Using the records below, quote only the span that opens with the line containing "Isolate any visible riverside" and closes with the line containing "Isolate any visible illuminated", exactly and inclusively.
Segment Start: DATA IN THIS EXERCISE
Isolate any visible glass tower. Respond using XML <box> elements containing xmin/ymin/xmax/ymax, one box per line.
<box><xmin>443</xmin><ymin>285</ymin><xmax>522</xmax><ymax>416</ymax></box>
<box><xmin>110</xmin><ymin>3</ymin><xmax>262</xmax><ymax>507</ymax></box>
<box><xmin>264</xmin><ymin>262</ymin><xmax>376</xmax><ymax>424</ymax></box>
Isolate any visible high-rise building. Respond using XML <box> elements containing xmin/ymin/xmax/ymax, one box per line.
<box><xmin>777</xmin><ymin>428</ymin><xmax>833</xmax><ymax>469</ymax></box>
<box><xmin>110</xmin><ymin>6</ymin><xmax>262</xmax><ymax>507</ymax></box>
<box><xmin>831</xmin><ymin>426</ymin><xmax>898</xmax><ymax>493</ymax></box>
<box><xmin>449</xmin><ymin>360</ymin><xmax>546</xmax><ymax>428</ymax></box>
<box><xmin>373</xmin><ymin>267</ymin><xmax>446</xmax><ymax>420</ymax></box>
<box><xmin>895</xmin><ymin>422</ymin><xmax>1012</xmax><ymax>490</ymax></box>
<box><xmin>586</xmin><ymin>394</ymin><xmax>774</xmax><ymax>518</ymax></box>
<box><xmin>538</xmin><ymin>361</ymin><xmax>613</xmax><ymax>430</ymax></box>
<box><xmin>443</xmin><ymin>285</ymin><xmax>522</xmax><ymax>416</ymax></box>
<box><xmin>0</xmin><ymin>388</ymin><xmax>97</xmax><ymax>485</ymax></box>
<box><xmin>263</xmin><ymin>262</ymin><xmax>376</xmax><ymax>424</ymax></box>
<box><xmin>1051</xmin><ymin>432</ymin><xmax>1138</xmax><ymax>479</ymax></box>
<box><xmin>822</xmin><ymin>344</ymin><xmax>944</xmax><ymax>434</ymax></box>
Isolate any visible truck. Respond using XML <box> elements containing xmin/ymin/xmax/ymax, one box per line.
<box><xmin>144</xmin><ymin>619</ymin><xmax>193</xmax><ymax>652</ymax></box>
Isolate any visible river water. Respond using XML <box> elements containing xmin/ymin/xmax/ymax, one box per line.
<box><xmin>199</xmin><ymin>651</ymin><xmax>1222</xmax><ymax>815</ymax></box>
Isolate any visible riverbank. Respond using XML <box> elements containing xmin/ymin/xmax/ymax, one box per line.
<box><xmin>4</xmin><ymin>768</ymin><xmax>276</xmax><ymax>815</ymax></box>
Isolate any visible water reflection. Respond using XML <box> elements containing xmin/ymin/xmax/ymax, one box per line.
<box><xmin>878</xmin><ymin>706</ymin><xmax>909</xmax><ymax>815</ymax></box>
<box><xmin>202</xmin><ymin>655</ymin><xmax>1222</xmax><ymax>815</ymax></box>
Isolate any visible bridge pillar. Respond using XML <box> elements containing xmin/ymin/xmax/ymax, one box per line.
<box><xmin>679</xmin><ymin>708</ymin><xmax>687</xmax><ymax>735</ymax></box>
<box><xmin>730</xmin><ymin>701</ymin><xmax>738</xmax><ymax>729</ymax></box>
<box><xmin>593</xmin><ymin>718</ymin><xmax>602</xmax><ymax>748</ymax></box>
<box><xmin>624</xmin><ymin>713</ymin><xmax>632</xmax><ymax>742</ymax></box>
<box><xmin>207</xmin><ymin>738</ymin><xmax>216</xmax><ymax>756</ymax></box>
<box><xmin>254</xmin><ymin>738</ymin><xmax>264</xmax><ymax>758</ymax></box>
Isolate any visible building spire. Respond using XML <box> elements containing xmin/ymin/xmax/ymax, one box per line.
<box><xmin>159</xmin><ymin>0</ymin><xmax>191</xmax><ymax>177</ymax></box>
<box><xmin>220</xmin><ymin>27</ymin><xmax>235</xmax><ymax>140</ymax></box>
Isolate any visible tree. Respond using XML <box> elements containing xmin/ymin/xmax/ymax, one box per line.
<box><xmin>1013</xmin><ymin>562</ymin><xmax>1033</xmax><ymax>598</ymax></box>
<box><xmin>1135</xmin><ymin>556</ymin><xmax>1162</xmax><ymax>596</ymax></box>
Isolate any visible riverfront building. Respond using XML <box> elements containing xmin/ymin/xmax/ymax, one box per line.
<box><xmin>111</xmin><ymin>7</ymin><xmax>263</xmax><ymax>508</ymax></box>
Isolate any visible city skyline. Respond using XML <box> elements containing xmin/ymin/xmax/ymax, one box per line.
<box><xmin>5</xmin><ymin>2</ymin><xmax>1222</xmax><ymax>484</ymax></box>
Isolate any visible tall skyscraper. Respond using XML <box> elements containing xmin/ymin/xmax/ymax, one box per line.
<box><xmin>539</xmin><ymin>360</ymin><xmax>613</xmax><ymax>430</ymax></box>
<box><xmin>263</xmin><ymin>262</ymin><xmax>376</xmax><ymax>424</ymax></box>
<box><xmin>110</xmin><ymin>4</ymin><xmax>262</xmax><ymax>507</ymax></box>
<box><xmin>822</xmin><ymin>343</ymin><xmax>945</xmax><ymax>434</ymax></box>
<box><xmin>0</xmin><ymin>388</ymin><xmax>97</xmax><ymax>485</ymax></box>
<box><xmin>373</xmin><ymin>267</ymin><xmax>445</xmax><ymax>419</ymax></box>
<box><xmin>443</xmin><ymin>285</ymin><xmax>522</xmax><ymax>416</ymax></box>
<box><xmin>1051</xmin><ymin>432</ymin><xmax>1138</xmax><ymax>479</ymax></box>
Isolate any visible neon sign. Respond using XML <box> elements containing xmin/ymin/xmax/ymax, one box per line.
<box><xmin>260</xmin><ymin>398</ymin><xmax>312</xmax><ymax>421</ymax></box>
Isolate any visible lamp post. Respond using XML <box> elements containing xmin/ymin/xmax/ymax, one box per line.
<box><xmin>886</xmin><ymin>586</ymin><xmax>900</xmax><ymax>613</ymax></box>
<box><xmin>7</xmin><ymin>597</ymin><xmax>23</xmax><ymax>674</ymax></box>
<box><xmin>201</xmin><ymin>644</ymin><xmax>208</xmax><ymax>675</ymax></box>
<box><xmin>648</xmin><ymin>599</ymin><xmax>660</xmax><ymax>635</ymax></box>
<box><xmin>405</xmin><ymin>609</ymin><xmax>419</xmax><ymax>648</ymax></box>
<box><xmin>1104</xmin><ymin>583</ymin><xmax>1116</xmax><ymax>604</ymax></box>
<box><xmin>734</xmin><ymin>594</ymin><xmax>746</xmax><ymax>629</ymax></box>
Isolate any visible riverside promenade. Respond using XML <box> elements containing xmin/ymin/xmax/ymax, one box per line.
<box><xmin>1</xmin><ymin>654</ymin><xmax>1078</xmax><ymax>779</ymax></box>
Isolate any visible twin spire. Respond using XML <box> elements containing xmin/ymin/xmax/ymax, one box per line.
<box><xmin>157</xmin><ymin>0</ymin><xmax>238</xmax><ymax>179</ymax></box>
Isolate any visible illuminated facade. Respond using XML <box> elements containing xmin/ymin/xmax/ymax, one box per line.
Segment End: DATA IN THIS EXERCISE
Segment Start: DATA IN THIS EXERCISE
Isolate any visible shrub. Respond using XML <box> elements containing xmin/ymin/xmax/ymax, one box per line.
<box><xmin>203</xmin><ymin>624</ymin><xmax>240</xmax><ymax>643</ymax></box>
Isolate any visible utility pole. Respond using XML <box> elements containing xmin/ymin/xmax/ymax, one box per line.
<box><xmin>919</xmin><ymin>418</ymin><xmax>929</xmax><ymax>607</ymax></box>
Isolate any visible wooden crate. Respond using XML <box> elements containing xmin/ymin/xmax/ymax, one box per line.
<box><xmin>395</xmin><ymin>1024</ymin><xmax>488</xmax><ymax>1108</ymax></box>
Segment End: DATA IN THIS EXERCISE
Segment Start: DATA IN THIS EXERCISE
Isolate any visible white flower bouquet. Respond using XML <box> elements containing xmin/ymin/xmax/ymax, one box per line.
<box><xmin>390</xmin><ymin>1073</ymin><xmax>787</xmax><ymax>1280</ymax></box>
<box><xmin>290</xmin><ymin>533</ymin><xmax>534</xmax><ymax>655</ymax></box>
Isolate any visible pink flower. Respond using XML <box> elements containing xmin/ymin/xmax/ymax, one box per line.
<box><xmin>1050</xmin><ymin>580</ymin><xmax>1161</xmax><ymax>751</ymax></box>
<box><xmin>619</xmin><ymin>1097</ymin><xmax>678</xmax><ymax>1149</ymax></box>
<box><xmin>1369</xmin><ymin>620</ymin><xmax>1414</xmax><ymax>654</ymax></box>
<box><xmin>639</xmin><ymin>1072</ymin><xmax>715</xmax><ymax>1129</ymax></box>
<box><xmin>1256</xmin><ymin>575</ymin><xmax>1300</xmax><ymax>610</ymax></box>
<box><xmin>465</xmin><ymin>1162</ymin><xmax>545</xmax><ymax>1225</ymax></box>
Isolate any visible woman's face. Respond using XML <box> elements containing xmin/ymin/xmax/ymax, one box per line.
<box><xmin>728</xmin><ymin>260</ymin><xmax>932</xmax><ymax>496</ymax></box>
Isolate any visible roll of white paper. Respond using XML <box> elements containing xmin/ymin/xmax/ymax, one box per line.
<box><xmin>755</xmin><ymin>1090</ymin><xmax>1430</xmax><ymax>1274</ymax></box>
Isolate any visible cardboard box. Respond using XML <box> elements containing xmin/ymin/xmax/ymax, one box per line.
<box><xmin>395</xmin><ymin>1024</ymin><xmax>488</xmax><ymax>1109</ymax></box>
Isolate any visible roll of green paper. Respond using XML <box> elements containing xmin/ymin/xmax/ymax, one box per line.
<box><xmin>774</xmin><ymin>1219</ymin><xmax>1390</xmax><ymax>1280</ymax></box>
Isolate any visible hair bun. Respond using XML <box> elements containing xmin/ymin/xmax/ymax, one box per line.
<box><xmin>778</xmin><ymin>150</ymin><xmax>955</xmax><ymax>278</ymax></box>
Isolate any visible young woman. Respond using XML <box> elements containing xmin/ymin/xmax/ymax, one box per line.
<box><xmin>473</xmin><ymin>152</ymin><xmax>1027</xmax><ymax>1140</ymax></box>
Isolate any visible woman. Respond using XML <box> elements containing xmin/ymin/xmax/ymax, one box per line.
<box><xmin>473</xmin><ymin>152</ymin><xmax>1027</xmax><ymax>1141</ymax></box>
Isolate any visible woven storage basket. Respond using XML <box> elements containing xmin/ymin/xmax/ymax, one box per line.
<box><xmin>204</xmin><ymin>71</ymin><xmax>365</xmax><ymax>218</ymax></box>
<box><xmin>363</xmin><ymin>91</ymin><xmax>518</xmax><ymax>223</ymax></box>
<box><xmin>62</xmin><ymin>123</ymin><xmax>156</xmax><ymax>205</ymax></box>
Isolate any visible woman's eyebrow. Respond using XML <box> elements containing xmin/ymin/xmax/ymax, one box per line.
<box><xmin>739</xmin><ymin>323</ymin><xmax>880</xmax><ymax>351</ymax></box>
Segment End: DATA IN THIS EXERCISE
### OUTPUT FOR THIS EXERCISE
Isolate any visible riverside promenade. Respond using XML <box> elements containing xmin/ymin/xmax/ymax, one box per line.
<box><xmin>1</xmin><ymin>654</ymin><xmax>1078</xmax><ymax>779</ymax></box>
Isolate any visible twin spire. Respond using XML <box> elements containing xmin/ymin/xmax/ymax, one box per line.
<box><xmin>157</xmin><ymin>0</ymin><xmax>238</xmax><ymax>179</ymax></box>
Isolate any visible illuminated facade. Respond using XML <box> elements containing xmin/ymin/xmax/ymax, one box per line.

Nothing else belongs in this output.